SELECTED PASSAGE -
==============================

Sheepshead Bay Stakes
- Class: Grade III
- Location: Belmont Park Elmont, New York, United States
- Inaugurated: First: 1888–1910 (as Sheepshead Bay Handicap at Sheepshead Bay Race Track) Renewal: 1957 (at Jamaica Race Course)
- Race type: Thoroughbred – Flat racing
- Website: NYRA

Race information
- Distance: 1+3⁄8 miles (11 furlongs)
- Surface: Turf
- Track: Left-handed
- Qualification: Fillies & Mares, four-years-old and older
- Weight: 124 lbs with allowances
- Purse: $200,000 (since 2012)

= Sheepshead Bay Stakes =

The Sheepshead Bay Stakes is a Grade III American thoroughbred horse race for fillies and mares ages four-years-old and older run over a distance of one and three-eighth miles on the turf scheduled annually in early May at Belmont Park in Elmont, New York.

==History==
The first Sheepshead Bay Handicap was a race run from 1888 through 1910 at the now defunct Sheepshead Bay Race Track at Sheepshead Bay, New York. When the Sheepshead Bay Race Track closed the event was discontinued.

==============================

EXTRACTED MATERIAL -
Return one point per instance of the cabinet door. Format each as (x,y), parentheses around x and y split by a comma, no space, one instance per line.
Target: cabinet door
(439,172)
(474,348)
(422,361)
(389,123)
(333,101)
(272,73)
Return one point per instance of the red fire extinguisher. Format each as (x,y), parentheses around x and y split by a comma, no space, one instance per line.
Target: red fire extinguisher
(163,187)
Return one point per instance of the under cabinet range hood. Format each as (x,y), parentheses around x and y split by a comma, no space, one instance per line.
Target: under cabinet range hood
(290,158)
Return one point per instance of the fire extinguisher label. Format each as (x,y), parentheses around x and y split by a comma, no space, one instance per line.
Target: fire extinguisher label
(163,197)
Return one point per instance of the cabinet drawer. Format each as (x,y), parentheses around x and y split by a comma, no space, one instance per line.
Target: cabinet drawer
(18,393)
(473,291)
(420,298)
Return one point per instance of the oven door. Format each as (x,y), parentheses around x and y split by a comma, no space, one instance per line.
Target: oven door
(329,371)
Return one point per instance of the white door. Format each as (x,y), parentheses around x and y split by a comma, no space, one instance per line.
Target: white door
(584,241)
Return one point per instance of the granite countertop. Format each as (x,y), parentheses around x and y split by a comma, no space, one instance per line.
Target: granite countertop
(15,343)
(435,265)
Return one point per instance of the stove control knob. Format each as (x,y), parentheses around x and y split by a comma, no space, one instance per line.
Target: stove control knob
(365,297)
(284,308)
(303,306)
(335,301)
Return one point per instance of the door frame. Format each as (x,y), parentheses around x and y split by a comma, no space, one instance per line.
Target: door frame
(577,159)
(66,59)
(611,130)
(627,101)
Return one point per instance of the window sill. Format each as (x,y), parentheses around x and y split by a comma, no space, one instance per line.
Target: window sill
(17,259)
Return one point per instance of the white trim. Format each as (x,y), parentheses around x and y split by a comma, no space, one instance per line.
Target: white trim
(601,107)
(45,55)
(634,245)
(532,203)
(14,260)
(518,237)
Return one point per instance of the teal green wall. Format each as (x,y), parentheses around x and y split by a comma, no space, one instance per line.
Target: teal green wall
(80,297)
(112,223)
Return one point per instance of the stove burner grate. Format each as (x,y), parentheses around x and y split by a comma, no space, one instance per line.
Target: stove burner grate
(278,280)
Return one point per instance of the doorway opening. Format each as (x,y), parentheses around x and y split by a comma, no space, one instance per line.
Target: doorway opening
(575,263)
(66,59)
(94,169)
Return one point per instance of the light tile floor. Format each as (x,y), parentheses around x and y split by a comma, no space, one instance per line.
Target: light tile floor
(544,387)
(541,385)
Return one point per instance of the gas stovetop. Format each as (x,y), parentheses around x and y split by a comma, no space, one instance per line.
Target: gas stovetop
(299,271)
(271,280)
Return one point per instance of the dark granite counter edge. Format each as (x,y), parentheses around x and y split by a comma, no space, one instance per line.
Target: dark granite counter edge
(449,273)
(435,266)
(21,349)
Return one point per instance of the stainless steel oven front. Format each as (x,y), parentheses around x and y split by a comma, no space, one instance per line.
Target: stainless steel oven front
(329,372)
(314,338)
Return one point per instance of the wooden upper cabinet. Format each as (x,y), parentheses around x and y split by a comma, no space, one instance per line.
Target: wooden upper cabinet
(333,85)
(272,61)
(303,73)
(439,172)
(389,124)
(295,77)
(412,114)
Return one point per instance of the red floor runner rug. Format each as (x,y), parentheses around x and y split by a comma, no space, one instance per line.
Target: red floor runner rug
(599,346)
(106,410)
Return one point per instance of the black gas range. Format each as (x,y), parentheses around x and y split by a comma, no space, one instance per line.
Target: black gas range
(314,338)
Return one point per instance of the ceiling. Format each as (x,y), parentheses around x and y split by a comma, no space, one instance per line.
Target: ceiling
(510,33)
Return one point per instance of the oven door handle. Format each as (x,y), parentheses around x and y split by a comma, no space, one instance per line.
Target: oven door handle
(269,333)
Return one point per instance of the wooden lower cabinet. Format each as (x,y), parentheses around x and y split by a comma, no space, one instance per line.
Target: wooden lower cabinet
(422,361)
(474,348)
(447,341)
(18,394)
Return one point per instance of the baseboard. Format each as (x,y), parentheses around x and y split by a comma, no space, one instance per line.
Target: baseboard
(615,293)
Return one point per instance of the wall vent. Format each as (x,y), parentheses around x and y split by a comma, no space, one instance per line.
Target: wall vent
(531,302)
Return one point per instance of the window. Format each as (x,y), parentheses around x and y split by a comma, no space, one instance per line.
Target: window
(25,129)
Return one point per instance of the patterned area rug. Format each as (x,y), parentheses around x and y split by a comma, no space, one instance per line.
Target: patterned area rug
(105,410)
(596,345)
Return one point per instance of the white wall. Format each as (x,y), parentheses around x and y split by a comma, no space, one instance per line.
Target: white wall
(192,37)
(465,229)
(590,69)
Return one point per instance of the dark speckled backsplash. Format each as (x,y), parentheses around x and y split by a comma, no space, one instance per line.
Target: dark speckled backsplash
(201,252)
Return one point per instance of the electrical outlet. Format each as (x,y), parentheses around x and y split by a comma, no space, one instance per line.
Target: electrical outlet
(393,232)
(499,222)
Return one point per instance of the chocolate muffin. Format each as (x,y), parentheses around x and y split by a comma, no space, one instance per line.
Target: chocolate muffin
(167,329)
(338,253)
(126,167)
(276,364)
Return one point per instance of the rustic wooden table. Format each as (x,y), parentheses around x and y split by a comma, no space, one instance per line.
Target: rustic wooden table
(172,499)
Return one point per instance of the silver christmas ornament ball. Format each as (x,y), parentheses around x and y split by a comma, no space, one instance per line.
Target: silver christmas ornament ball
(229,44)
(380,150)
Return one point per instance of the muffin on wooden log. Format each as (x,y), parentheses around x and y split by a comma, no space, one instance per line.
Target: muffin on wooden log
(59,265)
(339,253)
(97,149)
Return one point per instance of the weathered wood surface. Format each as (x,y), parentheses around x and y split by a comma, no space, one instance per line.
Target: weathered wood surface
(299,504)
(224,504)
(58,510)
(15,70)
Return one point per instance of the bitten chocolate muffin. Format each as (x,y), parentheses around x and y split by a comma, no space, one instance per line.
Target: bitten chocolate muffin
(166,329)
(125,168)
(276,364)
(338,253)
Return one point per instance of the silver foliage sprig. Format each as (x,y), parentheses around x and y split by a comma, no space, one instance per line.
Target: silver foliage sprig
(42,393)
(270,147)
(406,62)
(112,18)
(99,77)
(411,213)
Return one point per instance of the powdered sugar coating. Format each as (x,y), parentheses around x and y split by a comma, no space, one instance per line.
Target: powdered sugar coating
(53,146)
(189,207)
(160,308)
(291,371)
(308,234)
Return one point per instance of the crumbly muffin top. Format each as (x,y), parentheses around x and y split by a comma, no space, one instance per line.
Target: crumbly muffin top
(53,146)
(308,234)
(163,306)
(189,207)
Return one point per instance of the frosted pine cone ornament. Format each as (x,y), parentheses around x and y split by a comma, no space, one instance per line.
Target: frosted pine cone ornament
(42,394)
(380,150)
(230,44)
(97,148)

==============================

TASKS AND EXERCISES -
a: Summarize the Sheepshead Bay Stakes article in two sentences.
b: In the Sheepshead Bay Stakes article, what purse has the race carried since 2012?
c: Carry the Sheepshead Bay Stakes article on from its final sentence.

EXERCISE RESPONSES -
a: The Sheepshead Bay Stakes is a Grade III thoroughbred race for fillies and mares four years old and older. It is run over one and three-eighths miles on turf each year in early May at Belmont Park in Elmont, New York, and began as the Sheepshead Bay Handicap, held from 1888 through 1910 at Sheepshead Bay Race Track until that track's closing ended the event.

b: $200,000

c:
===Renewal Sheepshead Bay Handicap (1957-) ===

The event was revived at the Jamaica Race Course on 26 October 1957 as a six furlong sprint named the Sheepshead Bay Handicap for three-year-olds and older and was won by Be Jeepers in a time 1:112/5 The event was not held in 1958. In 1959 the event was held at Jamaica Race Course for the last time in mid July at a distance of 1 1/8 miles and was won by the 40-1 longshot Greek Star. With the closure of the Jamaica Race Course the event was transferred to Aqueduct Racetrack and held on the new turf track. In 1962 the conditions of the event were change that the event was for fillies and mares three-years-old or older. The event was scheduled to be run on the turf track but was transferred to the dirt and held over a distance of one mile due to cancellation of all turf racing for the rest of their summer meeting after an incident the previous Saturday.

In 1963 the distance of the event was reduced to 1 1/16 miles and was won by the reigning U.S. Champion Three-Year-Old Filly Cicada who carried an imposing weight of 128 pounds winning by a neck over Nubile. Cicada would later be crowned the 1963 U.S. Champion Older Female Horse.

In 1965 the distance of the event was increased to 1 3/16 miles and was run until 1974 at that journey. The event continued to be held in July during Aqueduct's short summer meeting.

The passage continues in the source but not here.